◆ Article ◆
┌──
= Yuliya Mishura =

Ukrainian mathematician

Yuliya Stepanivna Mishura (Юлія Степанівна Мішура) is a Ukrainian mathematician specializing in probability theory and mathematical finance. She is a professor at the Taras Shevchenko National University of Kyiv.

==Education and career==
Mishura earned a Ph.D. in 1978 from the Taras Shevchenko National University of Kyiv with a dissertation on Limit Theorems for Functionals from Stochastic Fields supervised by Dmitrii Sergeevich Silvestrov. She earned a Dr. Sci. from the National Academy of Sciences of Ukraine in 1990 with a dissertation Martingale Methods in the Theory of Stochastic Fields.
└──
◆ Objective 1 ◆
According to the article on Yuliya Mishura, in what year did she earn her Ph.D.?
◆ Objective 2 ◆
Turn the paragraph of the article on Yuliya Mishura that begins "Mishura earned a Ph.D." into a short bulleted list that keeps its main facts.
◆ Objective 3 ◆
Quote verbatim the part of the article on Yuliya Mishura between "Yuliya Stepanivna Mishura" and "University of Kyiv.", inclusive.
The following material comes from a separate source.

◆ Dataset records ◆
┌──
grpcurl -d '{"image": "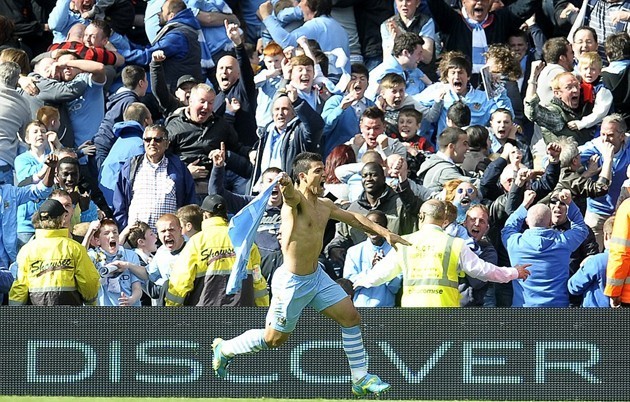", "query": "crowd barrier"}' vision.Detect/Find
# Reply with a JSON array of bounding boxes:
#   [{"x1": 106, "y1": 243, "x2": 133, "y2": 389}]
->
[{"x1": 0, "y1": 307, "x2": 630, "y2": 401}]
└──
┌──
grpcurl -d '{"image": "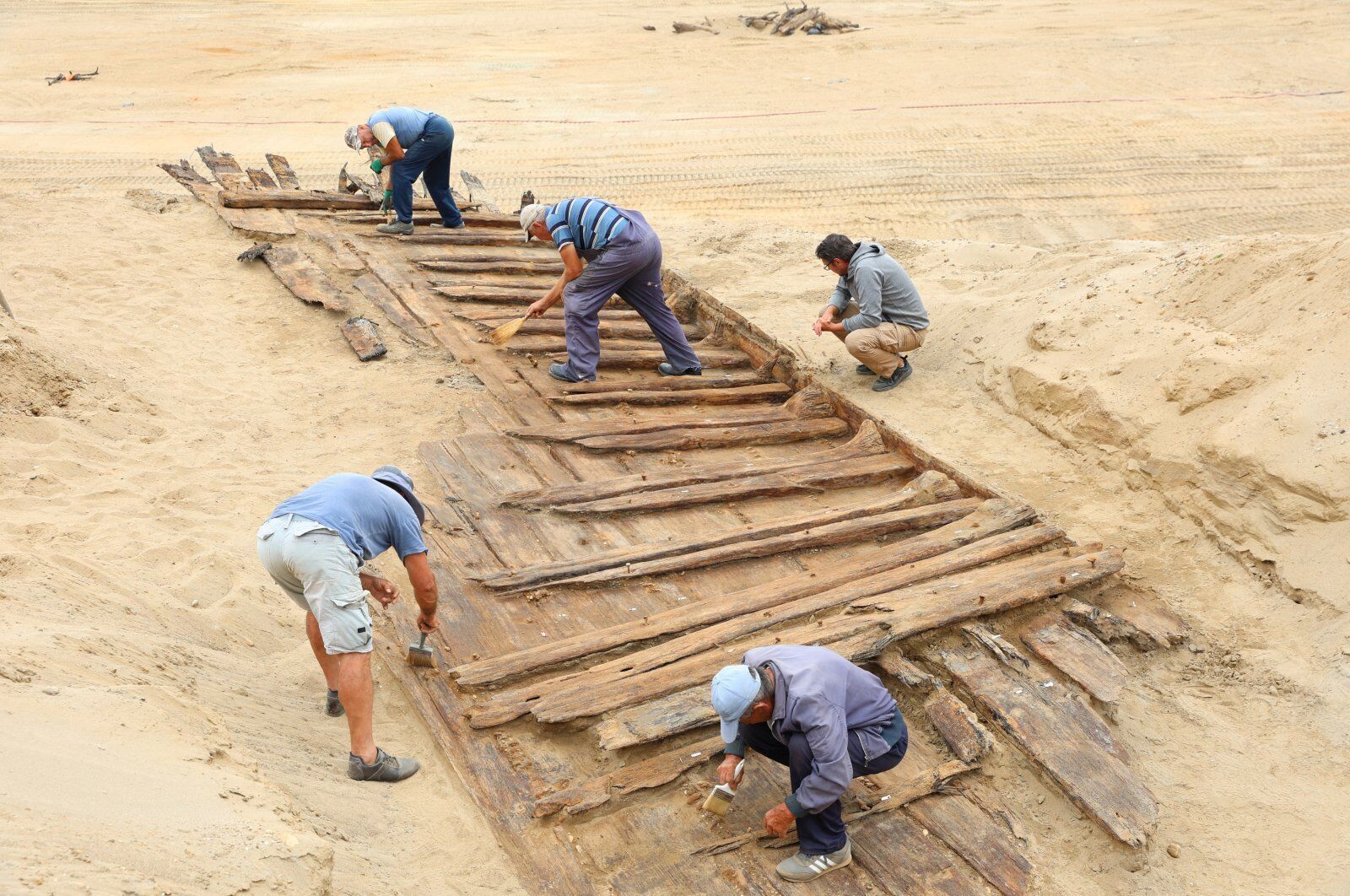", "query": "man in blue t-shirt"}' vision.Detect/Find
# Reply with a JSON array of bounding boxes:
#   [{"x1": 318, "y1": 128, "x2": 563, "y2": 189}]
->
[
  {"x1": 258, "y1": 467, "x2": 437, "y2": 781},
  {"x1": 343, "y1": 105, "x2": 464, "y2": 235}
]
└──
┌──
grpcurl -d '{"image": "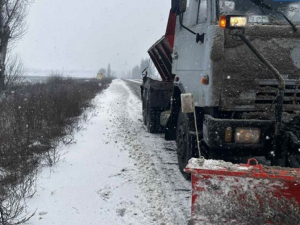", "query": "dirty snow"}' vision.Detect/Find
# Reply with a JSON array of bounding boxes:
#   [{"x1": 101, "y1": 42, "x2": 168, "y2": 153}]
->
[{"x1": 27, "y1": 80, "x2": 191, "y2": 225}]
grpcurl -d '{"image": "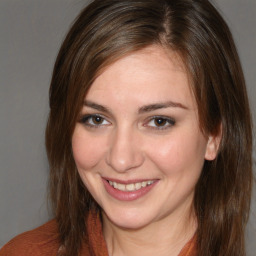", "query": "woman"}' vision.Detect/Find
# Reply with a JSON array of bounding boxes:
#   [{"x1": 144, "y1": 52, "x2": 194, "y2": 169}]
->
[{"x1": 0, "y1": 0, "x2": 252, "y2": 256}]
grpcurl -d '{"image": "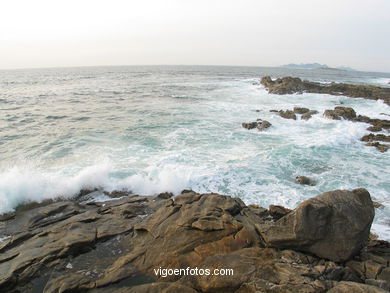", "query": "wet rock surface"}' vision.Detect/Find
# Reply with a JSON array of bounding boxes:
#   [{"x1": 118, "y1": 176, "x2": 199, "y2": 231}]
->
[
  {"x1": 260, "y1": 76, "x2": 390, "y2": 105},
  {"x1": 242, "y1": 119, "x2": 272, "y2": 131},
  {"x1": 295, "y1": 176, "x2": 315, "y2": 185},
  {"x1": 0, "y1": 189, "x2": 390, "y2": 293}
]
└──
◆ Complete output 1 ◆
1978

◆ Complete output 2 ◆
- Ph.D., 1978, Taras Shevchenko National University of Kyiv; dissertation: Limit Theorems for Functionals from Stochastic Fields; supervisor: Dmitrii Sergeevich Silvestrov
- Dr. Sci., 1990, National Academy of Sciences of Ukraine; dissertation: Martingale Methods in the Theory of Stochastic Fields

◆ Complete output 3 ◆
Yuliya Stepanivna Mishura (Юлія Степанівна Мішура) is a Ukrainian mathematician specializing in probability theory and mathematical finance. She is a professor at the Taras Shevchenko National University of Kyiv.